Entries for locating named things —
———
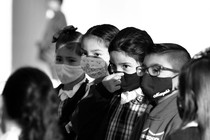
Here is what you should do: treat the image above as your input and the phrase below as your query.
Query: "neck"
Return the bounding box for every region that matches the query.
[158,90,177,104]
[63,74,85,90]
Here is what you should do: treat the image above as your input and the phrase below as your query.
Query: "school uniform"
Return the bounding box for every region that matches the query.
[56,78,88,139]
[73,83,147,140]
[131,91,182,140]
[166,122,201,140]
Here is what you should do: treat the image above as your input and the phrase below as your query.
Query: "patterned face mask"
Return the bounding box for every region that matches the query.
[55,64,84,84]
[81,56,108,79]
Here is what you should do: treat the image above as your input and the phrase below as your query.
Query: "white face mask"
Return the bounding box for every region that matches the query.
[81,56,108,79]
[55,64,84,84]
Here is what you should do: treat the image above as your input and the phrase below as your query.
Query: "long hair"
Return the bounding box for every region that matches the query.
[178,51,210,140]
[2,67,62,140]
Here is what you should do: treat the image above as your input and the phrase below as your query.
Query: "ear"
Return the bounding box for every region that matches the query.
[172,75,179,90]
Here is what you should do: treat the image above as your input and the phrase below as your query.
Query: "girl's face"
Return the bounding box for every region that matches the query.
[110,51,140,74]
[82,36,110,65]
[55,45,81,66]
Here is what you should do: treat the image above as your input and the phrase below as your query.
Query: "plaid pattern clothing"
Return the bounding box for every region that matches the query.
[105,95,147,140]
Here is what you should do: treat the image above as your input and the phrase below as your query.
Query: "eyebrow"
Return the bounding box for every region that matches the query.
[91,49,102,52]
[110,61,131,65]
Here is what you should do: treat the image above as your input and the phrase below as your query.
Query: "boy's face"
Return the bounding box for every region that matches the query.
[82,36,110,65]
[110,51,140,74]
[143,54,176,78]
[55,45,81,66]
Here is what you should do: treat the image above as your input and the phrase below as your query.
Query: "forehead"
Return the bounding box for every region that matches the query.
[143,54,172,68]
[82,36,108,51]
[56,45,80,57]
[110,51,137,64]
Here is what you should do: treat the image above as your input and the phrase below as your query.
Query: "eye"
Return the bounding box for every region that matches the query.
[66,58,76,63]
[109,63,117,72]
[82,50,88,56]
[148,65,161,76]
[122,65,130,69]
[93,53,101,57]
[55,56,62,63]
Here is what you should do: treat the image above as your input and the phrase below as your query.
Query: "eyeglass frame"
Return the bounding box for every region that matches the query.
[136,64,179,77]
———
JOB —
Pull out every line in the records above that contains the word "mask", and list those lines in their original order.

RESPONSE TO THIS EXERCISE —
Query: "patterned face mask"
Query: "white face mask"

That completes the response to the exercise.